═════ STUDY MATERIAL

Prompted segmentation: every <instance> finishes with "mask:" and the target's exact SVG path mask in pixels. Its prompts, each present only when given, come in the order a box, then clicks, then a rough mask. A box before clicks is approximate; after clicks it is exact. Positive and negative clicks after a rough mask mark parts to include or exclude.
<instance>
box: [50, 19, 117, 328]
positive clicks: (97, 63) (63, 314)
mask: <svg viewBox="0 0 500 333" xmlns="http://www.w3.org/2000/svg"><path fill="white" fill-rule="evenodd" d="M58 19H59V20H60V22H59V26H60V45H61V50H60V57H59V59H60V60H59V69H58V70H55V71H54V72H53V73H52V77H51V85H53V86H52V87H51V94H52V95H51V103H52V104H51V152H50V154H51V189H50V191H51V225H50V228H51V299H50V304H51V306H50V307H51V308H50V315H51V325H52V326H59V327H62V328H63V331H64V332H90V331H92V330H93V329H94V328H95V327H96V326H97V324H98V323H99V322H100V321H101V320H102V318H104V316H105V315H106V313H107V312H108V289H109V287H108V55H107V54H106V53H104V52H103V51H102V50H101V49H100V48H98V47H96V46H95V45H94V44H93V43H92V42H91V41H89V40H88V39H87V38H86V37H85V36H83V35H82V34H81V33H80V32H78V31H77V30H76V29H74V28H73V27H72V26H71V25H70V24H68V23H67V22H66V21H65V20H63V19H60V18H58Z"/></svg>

══════════

▶ _WORK REQUEST_
Could you reproduce every record above exactly as it stands?

▶ _RESPONSE TO THIS TASK_
Prompted segmentation: every <instance> finishes with "mask:" and the target's exact SVG path mask in pixels. Its prompts, each present only when given, come in the order a box, then clicks, then a rough mask. A box before clicks is approximate; after clicks it is exact. Positive and negative clicks after a rough mask mark parts to include or exclude.
<instance>
box: [50, 19, 117, 328]
positive clicks: (97, 63) (63, 314)
mask: <svg viewBox="0 0 500 333" xmlns="http://www.w3.org/2000/svg"><path fill="white" fill-rule="evenodd" d="M58 19H59V20H60V22H59V26H60V45H61V50H60V57H59V59H60V60H59V69H58V70H55V71H54V72H53V73H52V77H51V85H53V86H52V87H51V94H52V95H51V103H52V104H51V152H50V154H51V189H50V191H51V225H50V228H51V299H50V304H51V306H50V307H51V308H50V315H51V325H52V326H59V327H62V328H63V331H64V332H90V331H92V330H93V329H94V328H95V327H96V326H97V324H98V323H99V322H100V321H101V320H102V318H104V316H105V315H106V313H107V312H108V289H109V287H108V55H107V54H106V53H104V52H103V51H102V50H101V49H100V48H98V47H96V46H95V45H94V44H93V43H92V42H91V41H89V40H88V39H87V38H86V37H85V36H83V35H82V34H81V33H80V32H78V31H77V30H76V29H74V28H73V27H72V26H71V25H70V24H68V23H67V22H66V21H65V20H63V19H60V18H58Z"/></svg>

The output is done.